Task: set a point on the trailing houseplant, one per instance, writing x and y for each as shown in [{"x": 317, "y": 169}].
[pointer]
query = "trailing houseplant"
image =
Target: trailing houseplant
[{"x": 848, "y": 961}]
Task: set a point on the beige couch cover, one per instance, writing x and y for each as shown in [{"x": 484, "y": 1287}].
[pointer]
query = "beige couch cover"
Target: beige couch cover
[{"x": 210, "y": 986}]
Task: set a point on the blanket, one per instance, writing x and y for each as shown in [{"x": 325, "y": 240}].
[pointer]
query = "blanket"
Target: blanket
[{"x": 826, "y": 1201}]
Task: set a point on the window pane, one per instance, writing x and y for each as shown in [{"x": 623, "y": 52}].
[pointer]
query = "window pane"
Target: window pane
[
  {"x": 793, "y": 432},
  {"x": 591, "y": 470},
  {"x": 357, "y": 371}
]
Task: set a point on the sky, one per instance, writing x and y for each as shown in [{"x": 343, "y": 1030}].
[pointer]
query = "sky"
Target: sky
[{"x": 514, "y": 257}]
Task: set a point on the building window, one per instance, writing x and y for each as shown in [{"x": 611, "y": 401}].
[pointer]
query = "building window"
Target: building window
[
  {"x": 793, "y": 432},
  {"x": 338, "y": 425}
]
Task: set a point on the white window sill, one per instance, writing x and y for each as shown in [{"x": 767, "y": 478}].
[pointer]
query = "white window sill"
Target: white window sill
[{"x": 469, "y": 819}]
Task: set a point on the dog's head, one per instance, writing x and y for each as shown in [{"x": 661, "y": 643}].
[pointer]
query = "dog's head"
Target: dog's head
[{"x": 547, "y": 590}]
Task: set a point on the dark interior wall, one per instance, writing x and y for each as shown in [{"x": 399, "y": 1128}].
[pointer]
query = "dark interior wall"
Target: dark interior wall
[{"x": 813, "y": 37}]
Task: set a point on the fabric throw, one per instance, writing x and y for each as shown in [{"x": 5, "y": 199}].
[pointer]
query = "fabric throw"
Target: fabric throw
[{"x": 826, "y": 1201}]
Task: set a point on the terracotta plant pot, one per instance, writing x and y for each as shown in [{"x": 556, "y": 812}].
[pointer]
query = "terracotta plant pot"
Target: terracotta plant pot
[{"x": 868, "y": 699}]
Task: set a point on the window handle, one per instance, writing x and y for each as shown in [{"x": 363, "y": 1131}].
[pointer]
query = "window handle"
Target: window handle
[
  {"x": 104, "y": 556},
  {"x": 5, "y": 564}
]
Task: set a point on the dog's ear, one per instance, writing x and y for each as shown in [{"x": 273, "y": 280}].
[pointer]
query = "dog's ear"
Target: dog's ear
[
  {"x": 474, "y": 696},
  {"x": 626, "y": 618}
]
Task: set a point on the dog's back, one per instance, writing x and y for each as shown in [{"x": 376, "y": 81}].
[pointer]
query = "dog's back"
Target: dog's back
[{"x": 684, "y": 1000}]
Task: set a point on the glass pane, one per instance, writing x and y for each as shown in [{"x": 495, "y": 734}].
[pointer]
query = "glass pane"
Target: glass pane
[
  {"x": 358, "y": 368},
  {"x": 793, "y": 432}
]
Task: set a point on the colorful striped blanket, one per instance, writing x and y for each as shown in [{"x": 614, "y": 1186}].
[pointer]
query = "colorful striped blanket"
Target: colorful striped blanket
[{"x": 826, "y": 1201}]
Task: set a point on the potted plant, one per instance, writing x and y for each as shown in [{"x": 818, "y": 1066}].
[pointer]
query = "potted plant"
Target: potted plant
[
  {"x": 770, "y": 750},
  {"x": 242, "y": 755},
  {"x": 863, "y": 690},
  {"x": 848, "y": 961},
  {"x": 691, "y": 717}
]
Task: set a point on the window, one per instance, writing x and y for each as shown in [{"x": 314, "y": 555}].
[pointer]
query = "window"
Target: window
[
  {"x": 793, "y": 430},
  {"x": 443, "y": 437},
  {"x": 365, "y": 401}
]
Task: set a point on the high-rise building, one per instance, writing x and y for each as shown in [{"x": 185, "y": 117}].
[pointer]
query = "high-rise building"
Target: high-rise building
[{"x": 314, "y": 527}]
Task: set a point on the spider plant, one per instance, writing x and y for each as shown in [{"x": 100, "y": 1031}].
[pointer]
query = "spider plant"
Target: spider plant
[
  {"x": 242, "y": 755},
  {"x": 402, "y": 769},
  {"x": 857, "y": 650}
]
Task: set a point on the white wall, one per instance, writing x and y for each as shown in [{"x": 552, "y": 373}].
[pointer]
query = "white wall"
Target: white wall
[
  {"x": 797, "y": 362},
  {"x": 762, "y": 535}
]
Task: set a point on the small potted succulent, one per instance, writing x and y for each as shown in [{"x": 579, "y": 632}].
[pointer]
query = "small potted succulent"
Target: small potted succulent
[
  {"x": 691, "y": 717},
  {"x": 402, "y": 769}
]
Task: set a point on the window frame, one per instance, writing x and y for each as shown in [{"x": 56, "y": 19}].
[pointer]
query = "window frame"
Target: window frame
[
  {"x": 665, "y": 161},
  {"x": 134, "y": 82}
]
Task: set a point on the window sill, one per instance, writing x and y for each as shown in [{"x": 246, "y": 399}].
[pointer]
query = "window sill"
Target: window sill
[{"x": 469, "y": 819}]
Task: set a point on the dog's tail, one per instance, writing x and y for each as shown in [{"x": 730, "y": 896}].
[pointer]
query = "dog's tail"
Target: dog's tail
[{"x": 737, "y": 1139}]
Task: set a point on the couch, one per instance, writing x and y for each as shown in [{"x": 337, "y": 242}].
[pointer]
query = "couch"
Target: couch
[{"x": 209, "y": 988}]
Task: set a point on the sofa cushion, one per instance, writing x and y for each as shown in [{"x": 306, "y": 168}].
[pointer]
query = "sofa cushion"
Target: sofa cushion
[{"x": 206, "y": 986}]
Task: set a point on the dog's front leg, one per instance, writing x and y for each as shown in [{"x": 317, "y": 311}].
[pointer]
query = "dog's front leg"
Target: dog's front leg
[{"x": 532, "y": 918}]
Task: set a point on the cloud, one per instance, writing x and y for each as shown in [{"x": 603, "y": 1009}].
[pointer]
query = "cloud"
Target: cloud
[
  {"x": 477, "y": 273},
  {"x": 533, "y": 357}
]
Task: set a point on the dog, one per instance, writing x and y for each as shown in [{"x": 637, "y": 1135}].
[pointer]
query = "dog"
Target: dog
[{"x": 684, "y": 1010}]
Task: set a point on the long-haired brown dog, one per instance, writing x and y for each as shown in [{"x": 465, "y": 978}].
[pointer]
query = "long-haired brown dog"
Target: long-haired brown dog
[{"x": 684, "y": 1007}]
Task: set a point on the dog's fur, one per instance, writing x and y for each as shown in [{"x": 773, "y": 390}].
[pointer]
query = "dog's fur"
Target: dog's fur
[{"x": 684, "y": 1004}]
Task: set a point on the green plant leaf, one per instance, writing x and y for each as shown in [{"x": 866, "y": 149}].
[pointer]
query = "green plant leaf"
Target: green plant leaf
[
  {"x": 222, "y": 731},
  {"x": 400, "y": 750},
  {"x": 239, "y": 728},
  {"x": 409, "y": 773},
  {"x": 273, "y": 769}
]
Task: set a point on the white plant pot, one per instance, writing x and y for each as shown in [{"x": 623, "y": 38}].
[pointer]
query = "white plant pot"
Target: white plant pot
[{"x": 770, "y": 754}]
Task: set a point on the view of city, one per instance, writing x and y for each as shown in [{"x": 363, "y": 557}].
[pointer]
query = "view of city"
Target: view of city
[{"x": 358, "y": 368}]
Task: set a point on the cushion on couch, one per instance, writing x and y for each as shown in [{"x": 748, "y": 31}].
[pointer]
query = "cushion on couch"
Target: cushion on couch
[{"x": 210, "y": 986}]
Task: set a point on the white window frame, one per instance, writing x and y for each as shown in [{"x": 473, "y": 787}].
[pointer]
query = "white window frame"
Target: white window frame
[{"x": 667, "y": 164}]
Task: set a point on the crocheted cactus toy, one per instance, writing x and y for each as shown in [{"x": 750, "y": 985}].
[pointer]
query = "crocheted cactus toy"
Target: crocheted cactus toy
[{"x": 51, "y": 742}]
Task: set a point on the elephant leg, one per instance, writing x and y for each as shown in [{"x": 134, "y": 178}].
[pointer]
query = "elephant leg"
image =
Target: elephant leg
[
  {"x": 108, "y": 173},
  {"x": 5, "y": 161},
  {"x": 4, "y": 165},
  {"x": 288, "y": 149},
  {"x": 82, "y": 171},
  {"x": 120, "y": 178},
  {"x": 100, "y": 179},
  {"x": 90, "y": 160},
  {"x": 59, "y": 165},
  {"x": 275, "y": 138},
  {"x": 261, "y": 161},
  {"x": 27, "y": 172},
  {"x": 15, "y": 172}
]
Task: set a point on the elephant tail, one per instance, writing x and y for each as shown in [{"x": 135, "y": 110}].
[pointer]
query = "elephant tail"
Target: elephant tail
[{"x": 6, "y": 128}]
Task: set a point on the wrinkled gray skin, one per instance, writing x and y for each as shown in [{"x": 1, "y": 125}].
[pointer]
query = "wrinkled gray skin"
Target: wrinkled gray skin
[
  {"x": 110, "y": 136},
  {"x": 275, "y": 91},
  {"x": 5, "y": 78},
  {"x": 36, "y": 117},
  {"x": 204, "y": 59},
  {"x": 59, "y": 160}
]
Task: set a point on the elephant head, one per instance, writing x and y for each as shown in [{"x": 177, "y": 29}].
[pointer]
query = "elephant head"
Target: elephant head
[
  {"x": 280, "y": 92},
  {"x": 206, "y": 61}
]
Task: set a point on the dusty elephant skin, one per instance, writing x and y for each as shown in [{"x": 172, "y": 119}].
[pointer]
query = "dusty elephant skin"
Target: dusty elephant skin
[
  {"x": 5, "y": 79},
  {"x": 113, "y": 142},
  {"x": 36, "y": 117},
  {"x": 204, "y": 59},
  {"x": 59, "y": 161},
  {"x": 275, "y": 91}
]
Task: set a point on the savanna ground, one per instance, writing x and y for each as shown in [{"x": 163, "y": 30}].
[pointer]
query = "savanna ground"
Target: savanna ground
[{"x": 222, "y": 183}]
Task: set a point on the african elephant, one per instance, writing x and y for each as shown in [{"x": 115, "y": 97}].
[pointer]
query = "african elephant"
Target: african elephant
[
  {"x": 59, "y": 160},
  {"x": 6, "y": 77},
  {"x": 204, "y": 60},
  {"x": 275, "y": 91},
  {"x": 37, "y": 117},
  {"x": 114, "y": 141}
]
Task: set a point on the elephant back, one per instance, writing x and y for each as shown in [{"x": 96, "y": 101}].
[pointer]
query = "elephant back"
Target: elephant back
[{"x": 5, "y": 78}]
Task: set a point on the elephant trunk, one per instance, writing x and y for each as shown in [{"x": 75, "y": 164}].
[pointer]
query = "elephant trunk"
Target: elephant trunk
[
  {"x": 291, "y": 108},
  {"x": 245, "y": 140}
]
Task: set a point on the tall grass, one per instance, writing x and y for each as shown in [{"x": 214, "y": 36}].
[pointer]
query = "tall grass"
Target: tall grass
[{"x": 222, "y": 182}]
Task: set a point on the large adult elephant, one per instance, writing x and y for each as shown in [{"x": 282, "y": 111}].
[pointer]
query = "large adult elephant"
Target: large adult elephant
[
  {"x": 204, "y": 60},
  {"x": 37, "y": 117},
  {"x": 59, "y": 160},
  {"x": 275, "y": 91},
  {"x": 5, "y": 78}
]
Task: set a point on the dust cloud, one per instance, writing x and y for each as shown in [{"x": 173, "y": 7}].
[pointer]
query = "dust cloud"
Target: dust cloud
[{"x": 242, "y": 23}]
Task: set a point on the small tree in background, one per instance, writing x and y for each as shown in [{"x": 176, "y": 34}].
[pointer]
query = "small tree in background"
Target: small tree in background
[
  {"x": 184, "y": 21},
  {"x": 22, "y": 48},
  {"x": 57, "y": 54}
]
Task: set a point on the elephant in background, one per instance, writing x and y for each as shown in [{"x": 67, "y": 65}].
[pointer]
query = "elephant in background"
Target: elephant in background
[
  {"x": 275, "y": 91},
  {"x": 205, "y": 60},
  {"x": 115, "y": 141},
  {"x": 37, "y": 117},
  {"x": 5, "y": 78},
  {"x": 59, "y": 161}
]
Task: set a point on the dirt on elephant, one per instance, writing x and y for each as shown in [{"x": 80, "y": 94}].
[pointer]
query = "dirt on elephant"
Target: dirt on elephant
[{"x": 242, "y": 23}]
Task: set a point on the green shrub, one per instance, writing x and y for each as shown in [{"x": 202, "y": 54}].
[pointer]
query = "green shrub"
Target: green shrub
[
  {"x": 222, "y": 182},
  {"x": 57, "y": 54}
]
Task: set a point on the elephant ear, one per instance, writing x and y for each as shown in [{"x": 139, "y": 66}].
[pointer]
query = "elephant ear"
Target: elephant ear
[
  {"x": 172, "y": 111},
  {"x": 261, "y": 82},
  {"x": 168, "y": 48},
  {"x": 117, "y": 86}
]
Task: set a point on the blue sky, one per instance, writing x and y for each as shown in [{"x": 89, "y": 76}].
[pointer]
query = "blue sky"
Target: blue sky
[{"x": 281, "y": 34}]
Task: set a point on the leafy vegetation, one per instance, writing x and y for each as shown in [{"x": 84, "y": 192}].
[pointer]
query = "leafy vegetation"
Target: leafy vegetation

++++++++++

__What needs to be done__. Output the material verbatim, beginning with the line that contains "Task: set a point on the elephant in" and continuing through the end of the material.

__The completed task__.
Task: set a point on the elephant in background, one per instance, writing x and y for each as shown in [{"x": 67, "y": 65}].
[pointer]
query = "elephant in background"
Target: elephant in background
[
  {"x": 275, "y": 91},
  {"x": 205, "y": 60},
  {"x": 115, "y": 141},
  {"x": 37, "y": 117},
  {"x": 5, "y": 78},
  {"x": 59, "y": 161}
]
Task: set a point on the dirt on elephant, one per instance, writing x and y for each as shown in [{"x": 80, "y": 94}].
[pointer]
query = "dirt on elephant"
Target: dirt on elephant
[{"x": 242, "y": 23}]
Task: set a point on the green shrub, one per instance, writing x and y for each as shown in [{"x": 202, "y": 54}].
[pointer]
query = "green shrub"
Target: green shrub
[
  {"x": 222, "y": 182},
  {"x": 57, "y": 54}
]
Task: set a point on the elephant ear, one per instance, writing x and y for each as shown in [{"x": 139, "y": 66}].
[pointer]
query = "elephant ear"
Target: elephant ear
[
  {"x": 172, "y": 111},
  {"x": 261, "y": 82},
  {"x": 168, "y": 48},
  {"x": 117, "y": 86}
]
Task: set a point on the blue sky, one per instance, writing x and y for each as shown in [{"x": 89, "y": 76}].
[pointer]
query = "blue sky"
Target: blue sky
[{"x": 281, "y": 34}]
Task: set a point on the leafy vegetation, one per instance, writing x and y for each as shown in [{"x": 84, "y": 192}].
[pointer]
query = "leafy vegetation"
Target: leafy vegetation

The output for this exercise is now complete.